◆ What you should do ◆
Print every item below word for word, changing nothing.

◆ Data to use ◆
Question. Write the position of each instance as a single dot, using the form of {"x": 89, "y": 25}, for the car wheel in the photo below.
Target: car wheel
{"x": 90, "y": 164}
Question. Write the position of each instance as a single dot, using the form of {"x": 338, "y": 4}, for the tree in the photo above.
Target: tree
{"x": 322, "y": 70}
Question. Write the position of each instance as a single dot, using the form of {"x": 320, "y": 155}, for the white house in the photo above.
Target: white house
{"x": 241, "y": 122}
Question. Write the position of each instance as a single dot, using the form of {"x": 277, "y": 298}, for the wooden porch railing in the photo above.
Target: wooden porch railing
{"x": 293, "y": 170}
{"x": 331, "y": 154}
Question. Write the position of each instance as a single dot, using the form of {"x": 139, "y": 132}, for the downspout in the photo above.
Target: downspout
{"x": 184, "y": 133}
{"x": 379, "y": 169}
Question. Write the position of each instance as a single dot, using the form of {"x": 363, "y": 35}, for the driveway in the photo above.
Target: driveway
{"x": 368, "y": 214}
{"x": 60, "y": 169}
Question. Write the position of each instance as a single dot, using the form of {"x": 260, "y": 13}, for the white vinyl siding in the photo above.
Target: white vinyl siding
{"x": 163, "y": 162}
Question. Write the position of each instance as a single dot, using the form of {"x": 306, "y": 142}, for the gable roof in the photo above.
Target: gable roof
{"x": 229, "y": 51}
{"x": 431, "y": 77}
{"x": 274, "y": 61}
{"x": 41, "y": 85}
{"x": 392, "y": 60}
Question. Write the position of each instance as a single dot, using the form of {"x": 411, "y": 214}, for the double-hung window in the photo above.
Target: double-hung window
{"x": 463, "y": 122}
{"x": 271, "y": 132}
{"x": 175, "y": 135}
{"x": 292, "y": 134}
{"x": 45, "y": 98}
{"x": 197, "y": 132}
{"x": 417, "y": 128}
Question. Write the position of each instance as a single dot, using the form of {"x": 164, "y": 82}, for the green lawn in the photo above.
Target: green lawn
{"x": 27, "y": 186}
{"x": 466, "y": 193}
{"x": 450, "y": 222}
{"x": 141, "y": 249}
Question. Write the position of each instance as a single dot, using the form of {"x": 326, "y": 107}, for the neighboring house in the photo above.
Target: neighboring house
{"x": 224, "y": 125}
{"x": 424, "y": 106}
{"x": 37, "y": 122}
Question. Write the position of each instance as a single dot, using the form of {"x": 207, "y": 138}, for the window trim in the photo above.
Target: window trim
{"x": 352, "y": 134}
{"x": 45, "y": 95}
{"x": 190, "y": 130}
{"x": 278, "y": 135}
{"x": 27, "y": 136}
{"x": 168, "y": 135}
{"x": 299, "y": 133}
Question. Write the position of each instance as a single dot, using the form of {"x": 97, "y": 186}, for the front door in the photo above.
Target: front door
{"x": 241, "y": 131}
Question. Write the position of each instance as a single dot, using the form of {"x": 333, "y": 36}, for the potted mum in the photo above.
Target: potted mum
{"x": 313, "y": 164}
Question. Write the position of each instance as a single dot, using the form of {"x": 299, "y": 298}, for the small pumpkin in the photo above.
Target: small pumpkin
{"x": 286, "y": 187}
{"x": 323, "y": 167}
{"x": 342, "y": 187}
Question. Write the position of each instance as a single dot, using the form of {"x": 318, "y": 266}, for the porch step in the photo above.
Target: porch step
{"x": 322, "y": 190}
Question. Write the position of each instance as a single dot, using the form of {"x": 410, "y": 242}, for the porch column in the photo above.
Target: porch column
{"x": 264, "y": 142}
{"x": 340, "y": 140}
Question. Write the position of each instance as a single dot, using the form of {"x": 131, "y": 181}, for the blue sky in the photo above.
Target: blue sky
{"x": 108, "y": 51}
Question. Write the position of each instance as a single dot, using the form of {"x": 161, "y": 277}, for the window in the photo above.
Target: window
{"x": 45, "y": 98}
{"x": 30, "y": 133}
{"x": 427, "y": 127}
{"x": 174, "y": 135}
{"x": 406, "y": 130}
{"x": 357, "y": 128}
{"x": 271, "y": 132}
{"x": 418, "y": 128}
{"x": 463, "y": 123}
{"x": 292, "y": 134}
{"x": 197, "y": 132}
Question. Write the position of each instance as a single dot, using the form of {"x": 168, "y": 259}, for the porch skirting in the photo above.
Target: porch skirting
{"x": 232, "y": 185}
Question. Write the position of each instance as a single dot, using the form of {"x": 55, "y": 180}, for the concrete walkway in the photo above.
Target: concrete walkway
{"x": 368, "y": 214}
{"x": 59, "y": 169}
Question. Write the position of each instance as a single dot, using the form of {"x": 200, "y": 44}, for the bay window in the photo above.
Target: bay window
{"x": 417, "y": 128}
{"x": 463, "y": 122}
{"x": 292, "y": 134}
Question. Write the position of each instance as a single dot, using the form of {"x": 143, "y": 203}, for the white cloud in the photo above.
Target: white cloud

◆ Output of the exercise ◆
Question. Write the position of each instance as a single dot, using the form of {"x": 89, "y": 25}, for the car wheel in the photo below.
Target: car wheel
{"x": 90, "y": 164}
Question. Write the position of each instance as a single dot, using the form of {"x": 338, "y": 4}, for the tree in the photo above.
Target: tree
{"x": 322, "y": 70}
Question. Write the position of each instance as a single dot, using the form of {"x": 320, "y": 155}, for the white house in the photo above.
Target: white house
{"x": 241, "y": 122}
Question. Write the position of each instance as a single dot, using the form of {"x": 277, "y": 298}, for the wooden porch railing in the photo above.
Target: wooden porch railing
{"x": 293, "y": 170}
{"x": 331, "y": 154}
Question. Write the position of each instance as a single dot, using the form of {"x": 139, "y": 132}, for the downspout in the photo above.
Target: downspout
{"x": 184, "y": 133}
{"x": 379, "y": 169}
Question. Write the position of each instance as a single dot, using the form of {"x": 363, "y": 35}, for the driveway in the photo above.
Target: driveway
{"x": 368, "y": 214}
{"x": 60, "y": 169}
Question. Write the position of each instance as a single dot, using the form of {"x": 260, "y": 13}, for the white vinyl siding in the photo above.
Target: white vinyl siding
{"x": 163, "y": 162}
Question. Write the position of each instance as a single dot, using the form of {"x": 306, "y": 142}, for the gable roof in the photo above.
Target: gable roof
{"x": 229, "y": 51}
{"x": 431, "y": 77}
{"x": 274, "y": 61}
{"x": 41, "y": 85}
{"x": 392, "y": 60}
Question. Write the position of each instance as a single dot, using the form of {"x": 411, "y": 214}, for the double-hung window in the photo above.
Target: double-hung window
{"x": 463, "y": 122}
{"x": 271, "y": 132}
{"x": 175, "y": 135}
{"x": 292, "y": 134}
{"x": 45, "y": 98}
{"x": 197, "y": 132}
{"x": 417, "y": 128}
Question. Write the position of each instance as a single dot, using the form of {"x": 164, "y": 82}, for the green lawn in the photo above.
Target: green lawn
{"x": 27, "y": 186}
{"x": 466, "y": 193}
{"x": 450, "y": 222}
{"x": 141, "y": 249}
Question. Write the position of each instance as a single dot, using the form of {"x": 326, "y": 107}, for the neighboring house in the photo above.
Target: neighboring house
{"x": 224, "y": 125}
{"x": 424, "y": 106}
{"x": 37, "y": 122}
Question. Write the position of each instance as a single dot, using the form of {"x": 207, "y": 138}, for the window trim in the photo above.
Target: window trim
{"x": 352, "y": 134}
{"x": 45, "y": 95}
{"x": 190, "y": 130}
{"x": 278, "y": 135}
{"x": 27, "y": 136}
{"x": 168, "y": 135}
{"x": 299, "y": 133}
Question. Write the position of each instance as a single dot, using the form of {"x": 97, "y": 186}, for the front door in the photo above.
Target: front door
{"x": 241, "y": 131}
Question. Write the position of each instance as a single dot, using the form of {"x": 333, "y": 36}, for the potted mum in the photo above.
Target: potted mum
{"x": 313, "y": 164}
Question. Write the position of each instance as a single dot, using the form of {"x": 299, "y": 298}, for the small pumpkin in the photo above.
Target: small pumpkin
{"x": 286, "y": 187}
{"x": 323, "y": 167}
{"x": 342, "y": 187}
Question. Write the position of each instance as a single dot, using the form of {"x": 318, "y": 266}, for the porch step in the photo above.
Target: porch step
{"x": 322, "y": 190}
Question. Write the position of each instance as a single dot, using the form of {"x": 410, "y": 242}, for the porch column in the photo above.
Target: porch column
{"x": 264, "y": 142}
{"x": 340, "y": 140}
Question. Write the position of each instance as a single dot, using the form of {"x": 131, "y": 181}, for the blue sky in the photo above.
Target: blue sky
{"x": 108, "y": 51}
Question. Write the position of each instance as a single dot, using the form of {"x": 161, "y": 277}, for the window in the photo above.
Target: window
{"x": 45, "y": 98}
{"x": 30, "y": 133}
{"x": 427, "y": 127}
{"x": 174, "y": 135}
{"x": 406, "y": 130}
{"x": 357, "y": 128}
{"x": 271, "y": 132}
{"x": 418, "y": 128}
{"x": 463, "y": 123}
{"x": 292, "y": 134}
{"x": 197, "y": 132}
Question. Write the position of each instance as a single dot, using the form of {"x": 168, "y": 259}, for the porch skirting in the photo above.
Target: porch skirting
{"x": 232, "y": 185}
Question. Write the position of each instance as a single dot, using the form of {"x": 55, "y": 180}, for the concrete walkway in the photo above.
Target: concrete walkway
{"x": 368, "y": 214}
{"x": 59, "y": 169}
Question. Write the position of each instance as a single dot, using the form of {"x": 200, "y": 44}, for the bay window in the photo above.
Target: bay window
{"x": 417, "y": 128}
{"x": 463, "y": 122}
{"x": 292, "y": 134}
Question. Write the position of each instance as a single dot, using the form of {"x": 143, "y": 203}, for the white cloud in the photo above.
Target: white cloud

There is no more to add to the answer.